**EXERCISE PROMPT**
This exercise asks for every line of the material that contains the word "gills".

**SUPPLIED INFORMATION**

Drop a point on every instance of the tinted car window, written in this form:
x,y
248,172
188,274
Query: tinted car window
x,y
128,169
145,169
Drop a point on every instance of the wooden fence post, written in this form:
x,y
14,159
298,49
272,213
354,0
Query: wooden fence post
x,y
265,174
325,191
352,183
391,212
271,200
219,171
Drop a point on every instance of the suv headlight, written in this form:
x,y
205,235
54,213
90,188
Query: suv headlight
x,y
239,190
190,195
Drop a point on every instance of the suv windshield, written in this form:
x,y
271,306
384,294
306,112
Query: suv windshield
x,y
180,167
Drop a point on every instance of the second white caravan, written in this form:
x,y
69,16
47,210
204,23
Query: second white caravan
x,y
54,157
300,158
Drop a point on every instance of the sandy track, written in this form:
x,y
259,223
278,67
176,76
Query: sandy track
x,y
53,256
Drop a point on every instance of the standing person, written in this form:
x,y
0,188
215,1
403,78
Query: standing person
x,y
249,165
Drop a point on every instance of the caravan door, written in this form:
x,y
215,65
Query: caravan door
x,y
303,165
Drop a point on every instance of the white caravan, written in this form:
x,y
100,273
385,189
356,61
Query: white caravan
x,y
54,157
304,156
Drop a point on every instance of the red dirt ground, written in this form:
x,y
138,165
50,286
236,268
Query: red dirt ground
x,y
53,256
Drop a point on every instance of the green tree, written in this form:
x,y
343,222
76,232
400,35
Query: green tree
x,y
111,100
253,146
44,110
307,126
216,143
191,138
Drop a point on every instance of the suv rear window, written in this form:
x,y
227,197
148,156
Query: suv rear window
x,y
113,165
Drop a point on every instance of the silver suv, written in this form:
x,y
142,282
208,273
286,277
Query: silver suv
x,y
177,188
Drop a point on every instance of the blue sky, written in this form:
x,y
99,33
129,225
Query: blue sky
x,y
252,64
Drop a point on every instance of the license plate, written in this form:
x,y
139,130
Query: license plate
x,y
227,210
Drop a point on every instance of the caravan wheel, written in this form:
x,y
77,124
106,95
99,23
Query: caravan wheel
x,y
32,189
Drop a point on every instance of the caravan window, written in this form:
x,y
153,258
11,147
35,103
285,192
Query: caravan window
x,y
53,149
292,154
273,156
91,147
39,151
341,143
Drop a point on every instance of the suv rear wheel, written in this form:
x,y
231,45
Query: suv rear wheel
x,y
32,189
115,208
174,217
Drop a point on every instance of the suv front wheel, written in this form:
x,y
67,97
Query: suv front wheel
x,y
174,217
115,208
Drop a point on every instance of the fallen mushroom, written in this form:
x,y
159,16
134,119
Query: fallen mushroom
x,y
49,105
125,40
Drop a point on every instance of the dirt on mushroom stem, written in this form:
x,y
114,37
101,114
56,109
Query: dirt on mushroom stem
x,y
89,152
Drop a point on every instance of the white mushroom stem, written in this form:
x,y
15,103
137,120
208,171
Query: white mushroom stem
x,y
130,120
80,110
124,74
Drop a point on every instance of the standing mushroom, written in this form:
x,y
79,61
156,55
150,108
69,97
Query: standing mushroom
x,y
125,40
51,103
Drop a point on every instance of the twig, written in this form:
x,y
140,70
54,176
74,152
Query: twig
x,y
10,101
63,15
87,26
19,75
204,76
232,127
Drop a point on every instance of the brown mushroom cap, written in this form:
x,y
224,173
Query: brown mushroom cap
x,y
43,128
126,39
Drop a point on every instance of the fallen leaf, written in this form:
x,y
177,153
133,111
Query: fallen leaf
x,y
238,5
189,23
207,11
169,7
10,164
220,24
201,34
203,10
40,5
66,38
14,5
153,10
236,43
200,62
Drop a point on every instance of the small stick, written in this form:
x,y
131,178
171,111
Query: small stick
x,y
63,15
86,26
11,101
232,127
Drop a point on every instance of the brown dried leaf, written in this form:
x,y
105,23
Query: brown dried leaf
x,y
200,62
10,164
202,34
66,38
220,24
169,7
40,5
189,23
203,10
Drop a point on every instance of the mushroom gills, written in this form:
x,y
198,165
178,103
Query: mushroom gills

**ANSWER BOX**
Drop a point on every instance of the mushroom gills, written in this form:
Query: mushroom gills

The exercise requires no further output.